#### SOURCE:
* Begin *
# Pearl updates



## BLUE PIT BULL MAN (May 22, 2009)




----------



## 9361 (Jun 25, 2009)

Wow she is sooo pretty!


----------



## MISSAPBT (May 10, 2009)

Oooh i LOVE her! how old?


----------



## Saint Francis (Jun 2, 2010)

BLUE PIT BULL MAN said:


>


Beautiful coat and I love seeing your pup "roll out the red carpet" (tongue) in the second picture LOL!! Very well maintained I might add


----------



## BLUE PIT BULL MAN (May 22, 2009)

Saint Francis said:


> Beautiful coat and I love seeing your pup "roll out the red carpet" (tongue) in the second picture LOL!! Very well maintained I might add


Thanks don't tell blue but im starting to favor that girl more. just a little.

oh and she is a little over a year.


----------



## American_Pit13 (Apr 23, 2007)

Such a cute little black dog!


----------



## BLUE PIT BULL MAN (May 22, 2009)

Thank you Holly!


----------



## Rudy4747 (Nov 29, 2009)

She is amazing looking gyp! She likes to smile too.


----------



## BLUE PIT BULL MAN (May 22, 2009)

thank you. yeah she is a hapy smiling girl for shure


----------



## dixieland (Aug 14, 2009)

Very beautiful gal Matt!


----------



## jayandlacy (Sep 21, 2009)

oooohhh I love me some black doggies! Super pretty girl!!


----------



## pitbullmamanatl (Jun 1, 2010)

2nd pic is definitely my fave!!! Love her and that smile!


----------



## BLUE PIT BULL MAN (May 22, 2009)

oh yeah she is a goof ball!


----------



## Aireal (Jul 2, 2010)

love that second pic it is to stinkin cute 
great pics!!!


----------



## dylroche1 (Mar 14, 2010)

very fit dog! love the black with white chest


----------



## Carley (Mar 18, 2009)

OOO i LOVE her!!!! she is pretty


----------



## BLUE PIT BULL MAN (May 22, 2009)

thanks kido!!!!


----------



## buzhunter (Sep 3, 2007)

Nice little dog.


----------



## BLUE PIT BULL MAN (May 22, 2009)

Thanks Buz!!


----------



## GTR (Mar 5, 2010)

The little blacks ones are best. ^.^


----------



## buzhunter (Sep 3, 2007)

BLUE PIT BULL MAN said:


> Thanks Buz!!


You know I like what you're doing down there.


----------



## Rudy4747 (Nov 29, 2009)

buzhunter said:


> You know I like what you're doing down there.


Yeah he has some nice dogs, and keeps them in great condition.:clap:


----------
* End *
#### EXERCISE 1:
Recast the rows as a JSON list of strings, one string per line and with blank lines left out. Begin at the line containing "label: blue hulled boat" and stop after the line containing "top-left (231, 455), bottom-right (296, 497)".
These rows have nothing to do with the Pearl updates thread.

#### Data entries:
* Begin *
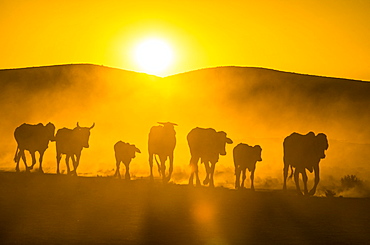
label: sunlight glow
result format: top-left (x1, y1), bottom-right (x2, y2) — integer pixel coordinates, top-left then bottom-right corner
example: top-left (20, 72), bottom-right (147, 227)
top-left (134, 38), bottom-right (173, 76)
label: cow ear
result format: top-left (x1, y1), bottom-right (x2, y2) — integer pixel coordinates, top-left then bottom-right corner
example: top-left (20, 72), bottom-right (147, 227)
top-left (89, 123), bottom-right (95, 129)
top-left (226, 137), bottom-right (233, 144)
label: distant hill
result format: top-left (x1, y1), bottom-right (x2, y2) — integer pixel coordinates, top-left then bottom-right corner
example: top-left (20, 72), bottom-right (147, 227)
top-left (0, 64), bottom-right (370, 190)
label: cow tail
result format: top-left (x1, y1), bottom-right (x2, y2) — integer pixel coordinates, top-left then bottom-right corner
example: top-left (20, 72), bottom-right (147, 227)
top-left (154, 154), bottom-right (162, 176)
top-left (14, 146), bottom-right (19, 162)
top-left (289, 165), bottom-right (294, 179)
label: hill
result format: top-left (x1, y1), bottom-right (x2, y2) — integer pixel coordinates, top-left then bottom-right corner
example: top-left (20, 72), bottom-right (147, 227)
top-left (0, 64), bottom-right (370, 194)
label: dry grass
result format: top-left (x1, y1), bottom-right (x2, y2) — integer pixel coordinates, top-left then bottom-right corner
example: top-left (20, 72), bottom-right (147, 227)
top-left (0, 173), bottom-right (370, 244)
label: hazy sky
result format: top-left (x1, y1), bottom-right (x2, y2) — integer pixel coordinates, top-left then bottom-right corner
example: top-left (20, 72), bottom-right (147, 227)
top-left (0, 0), bottom-right (370, 81)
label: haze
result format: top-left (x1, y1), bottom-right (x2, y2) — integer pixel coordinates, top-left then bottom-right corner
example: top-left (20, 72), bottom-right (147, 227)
top-left (0, 65), bottom-right (370, 195)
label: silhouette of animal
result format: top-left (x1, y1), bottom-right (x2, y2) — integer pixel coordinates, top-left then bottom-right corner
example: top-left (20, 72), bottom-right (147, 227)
top-left (283, 132), bottom-right (329, 195)
top-left (14, 122), bottom-right (55, 173)
top-left (114, 141), bottom-right (141, 180)
top-left (148, 122), bottom-right (177, 182)
top-left (55, 123), bottom-right (95, 175)
top-left (233, 143), bottom-right (262, 190)
top-left (187, 127), bottom-right (233, 187)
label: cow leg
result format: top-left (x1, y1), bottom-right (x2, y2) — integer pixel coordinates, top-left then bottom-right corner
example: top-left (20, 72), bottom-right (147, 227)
top-left (235, 166), bottom-right (241, 189)
top-left (309, 164), bottom-right (320, 196)
top-left (203, 161), bottom-right (211, 185)
top-left (29, 151), bottom-right (36, 169)
top-left (125, 163), bottom-right (131, 180)
top-left (189, 156), bottom-right (201, 186)
top-left (209, 163), bottom-right (216, 187)
top-left (72, 152), bottom-right (81, 176)
top-left (283, 162), bottom-right (289, 191)
top-left (149, 153), bottom-right (153, 180)
top-left (114, 160), bottom-right (121, 178)
top-left (39, 151), bottom-right (45, 173)
top-left (240, 168), bottom-right (247, 188)
top-left (159, 157), bottom-right (167, 183)
top-left (167, 153), bottom-right (173, 182)
top-left (251, 169), bottom-right (256, 191)
top-left (294, 168), bottom-right (302, 195)
top-left (302, 169), bottom-right (308, 195)
top-left (14, 150), bottom-right (23, 172)
top-left (57, 152), bottom-right (62, 174)
top-left (66, 154), bottom-right (71, 174)
top-left (21, 150), bottom-right (30, 172)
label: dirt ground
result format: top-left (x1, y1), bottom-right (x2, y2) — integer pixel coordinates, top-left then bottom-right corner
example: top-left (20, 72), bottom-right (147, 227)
top-left (0, 172), bottom-right (370, 244)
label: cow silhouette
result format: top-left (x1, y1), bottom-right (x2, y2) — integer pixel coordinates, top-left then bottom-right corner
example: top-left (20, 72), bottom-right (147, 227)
top-left (187, 127), bottom-right (233, 187)
top-left (14, 122), bottom-right (55, 173)
top-left (114, 141), bottom-right (141, 180)
top-left (55, 123), bottom-right (95, 175)
top-left (233, 143), bottom-right (262, 190)
top-left (148, 122), bottom-right (177, 183)
top-left (283, 132), bottom-right (329, 195)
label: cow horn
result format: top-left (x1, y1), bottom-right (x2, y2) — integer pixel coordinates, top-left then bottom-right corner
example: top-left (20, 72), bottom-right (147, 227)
top-left (157, 122), bottom-right (178, 126)
top-left (90, 123), bottom-right (95, 129)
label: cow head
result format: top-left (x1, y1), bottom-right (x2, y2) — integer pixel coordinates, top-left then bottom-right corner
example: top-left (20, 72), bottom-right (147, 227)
top-left (253, 145), bottom-right (262, 162)
top-left (129, 145), bottom-right (141, 158)
top-left (315, 133), bottom-right (329, 159)
top-left (45, 122), bottom-right (55, 141)
top-left (74, 123), bottom-right (95, 148)
top-left (214, 131), bottom-right (233, 156)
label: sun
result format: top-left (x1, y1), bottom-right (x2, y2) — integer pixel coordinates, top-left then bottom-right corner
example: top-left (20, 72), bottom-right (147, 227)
top-left (134, 38), bottom-right (174, 76)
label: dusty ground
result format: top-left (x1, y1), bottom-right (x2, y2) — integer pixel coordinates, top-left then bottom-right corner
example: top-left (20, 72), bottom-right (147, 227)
top-left (0, 173), bottom-right (370, 244)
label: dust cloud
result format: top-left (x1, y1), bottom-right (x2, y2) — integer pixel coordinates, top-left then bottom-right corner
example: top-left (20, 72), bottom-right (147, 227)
top-left (0, 65), bottom-right (370, 195)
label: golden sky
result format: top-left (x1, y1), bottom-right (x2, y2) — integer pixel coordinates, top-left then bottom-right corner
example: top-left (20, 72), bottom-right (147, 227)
top-left (0, 0), bottom-right (370, 81)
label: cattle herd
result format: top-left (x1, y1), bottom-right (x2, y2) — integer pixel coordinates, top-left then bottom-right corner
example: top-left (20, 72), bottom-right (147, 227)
top-left (14, 122), bottom-right (329, 195)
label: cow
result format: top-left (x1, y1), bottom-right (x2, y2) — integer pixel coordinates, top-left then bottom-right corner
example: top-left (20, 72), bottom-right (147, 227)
top-left (283, 132), bottom-right (329, 195)
top-left (187, 127), bottom-right (233, 187)
top-left (233, 143), bottom-right (262, 190)
top-left (148, 122), bottom-right (177, 183)
top-left (14, 122), bottom-right (55, 173)
top-left (114, 141), bottom-right (141, 180)
top-left (55, 123), bottom-right (95, 176)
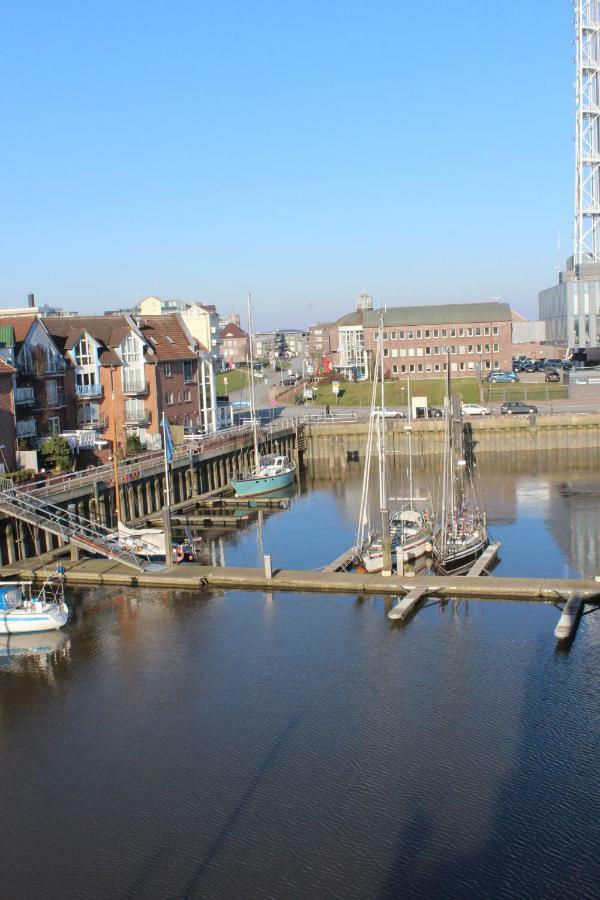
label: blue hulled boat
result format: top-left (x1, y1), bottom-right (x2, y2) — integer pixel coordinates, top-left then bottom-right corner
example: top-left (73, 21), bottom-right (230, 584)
top-left (231, 455), bottom-right (296, 497)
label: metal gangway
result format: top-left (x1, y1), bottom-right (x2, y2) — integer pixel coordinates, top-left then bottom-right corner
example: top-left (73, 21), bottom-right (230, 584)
top-left (0, 478), bottom-right (156, 572)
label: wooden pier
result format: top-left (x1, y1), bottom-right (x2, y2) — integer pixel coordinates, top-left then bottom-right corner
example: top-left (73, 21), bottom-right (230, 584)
top-left (0, 559), bottom-right (600, 606)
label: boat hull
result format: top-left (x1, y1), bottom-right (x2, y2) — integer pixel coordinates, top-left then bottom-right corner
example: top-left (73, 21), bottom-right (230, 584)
top-left (231, 468), bottom-right (296, 497)
top-left (0, 603), bottom-right (69, 634)
top-left (361, 536), bottom-right (431, 575)
top-left (433, 537), bottom-right (489, 575)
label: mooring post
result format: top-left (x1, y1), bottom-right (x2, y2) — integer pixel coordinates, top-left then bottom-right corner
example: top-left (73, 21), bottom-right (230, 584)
top-left (163, 506), bottom-right (173, 566)
top-left (263, 553), bottom-right (273, 579)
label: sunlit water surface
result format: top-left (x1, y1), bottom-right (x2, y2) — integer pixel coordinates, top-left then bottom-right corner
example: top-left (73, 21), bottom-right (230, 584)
top-left (0, 465), bottom-right (600, 900)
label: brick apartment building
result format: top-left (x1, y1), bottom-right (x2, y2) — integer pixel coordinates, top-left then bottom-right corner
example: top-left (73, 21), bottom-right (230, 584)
top-left (219, 322), bottom-right (249, 368)
top-left (309, 301), bottom-right (512, 380)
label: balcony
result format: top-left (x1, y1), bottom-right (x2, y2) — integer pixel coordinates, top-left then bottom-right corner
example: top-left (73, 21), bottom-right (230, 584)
top-left (75, 384), bottom-right (103, 400)
top-left (15, 388), bottom-right (35, 405)
top-left (46, 391), bottom-right (67, 409)
top-left (17, 419), bottom-right (37, 437)
top-left (77, 416), bottom-right (108, 431)
top-left (125, 409), bottom-right (151, 427)
top-left (123, 378), bottom-right (148, 395)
* End *
#### EXERCISE 2:
Do the following statements agree with the Pearl updates thread? Answer yes or no for each, and quote the deciding words. (a) Pearl is a little over a year old. (b) pitbullmamanatl names the first picture as a favorite. (c) dylroche1 describes the dog as black with a white chest.

#### WORKED SOLUTION 1:
[
  "label: blue hulled boat",
  "result format: top-left (x1, y1), bottom-right (x2, y2) — integer pixel coordinates, top-left then bottom-right corner",
  "example: top-left (73, 21), bottom-right (230, 584)",
  "top-left (231, 455), bottom-right (296, 497)"
]

#### WORKED SOLUTION 2:
(a) Yes: "oh and she is a little over a year."
(b) No: "2nd pic is definitely my fave!!!"
(c) Yes: "love the black with white chest"